Top of THE DATA

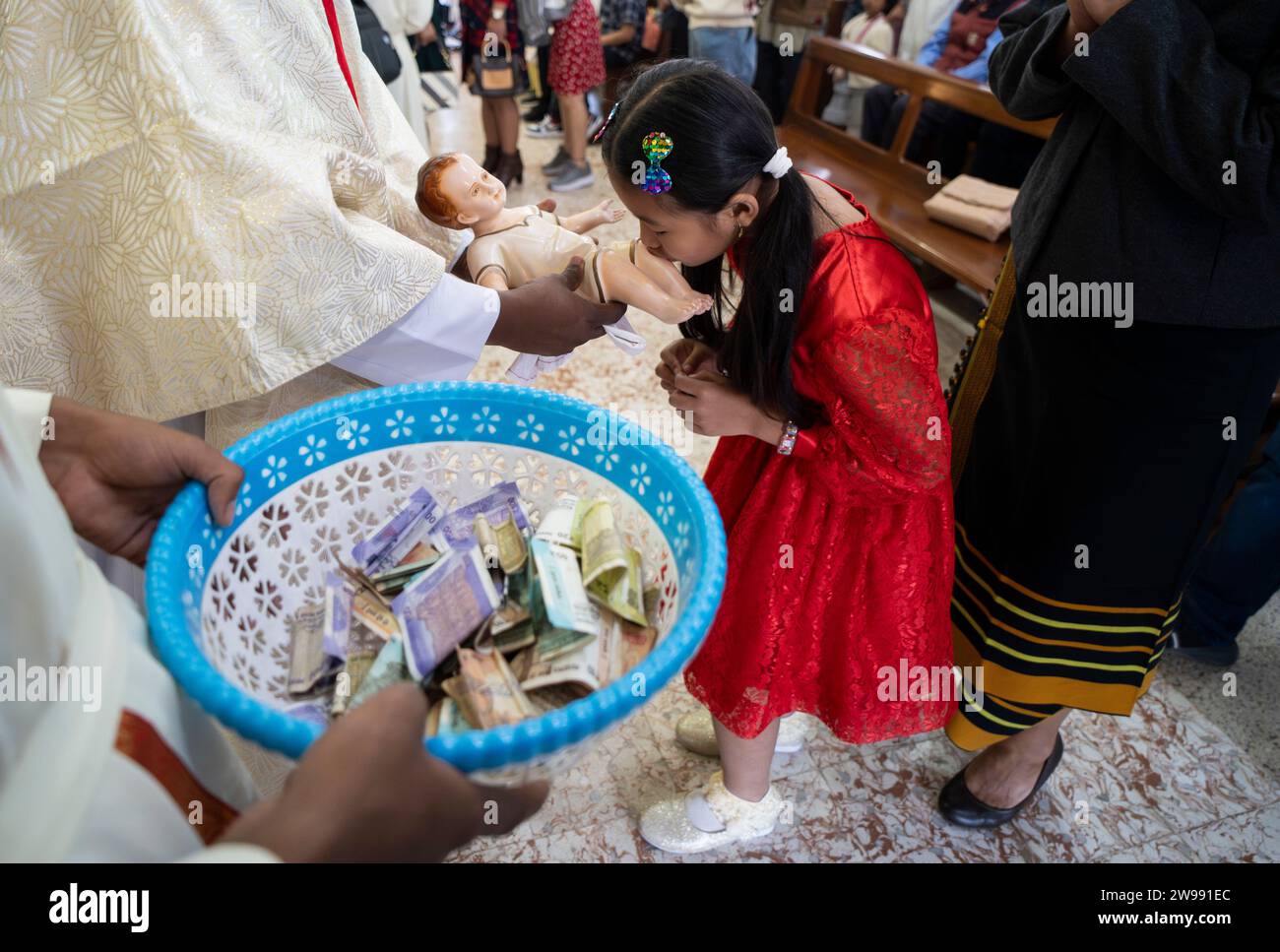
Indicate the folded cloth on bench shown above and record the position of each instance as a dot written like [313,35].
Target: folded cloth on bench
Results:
[973,205]
[526,367]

Bottom of THE DATA

### TASK DESCRIPTION
Filter the records above down to the lines that hold the string "cloth".

### RESPONSE TO THE TASK
Indicate the folded cloth on bench shown above and record the position of each instance as a dot written like [313,35].
Target: folded cloth on bench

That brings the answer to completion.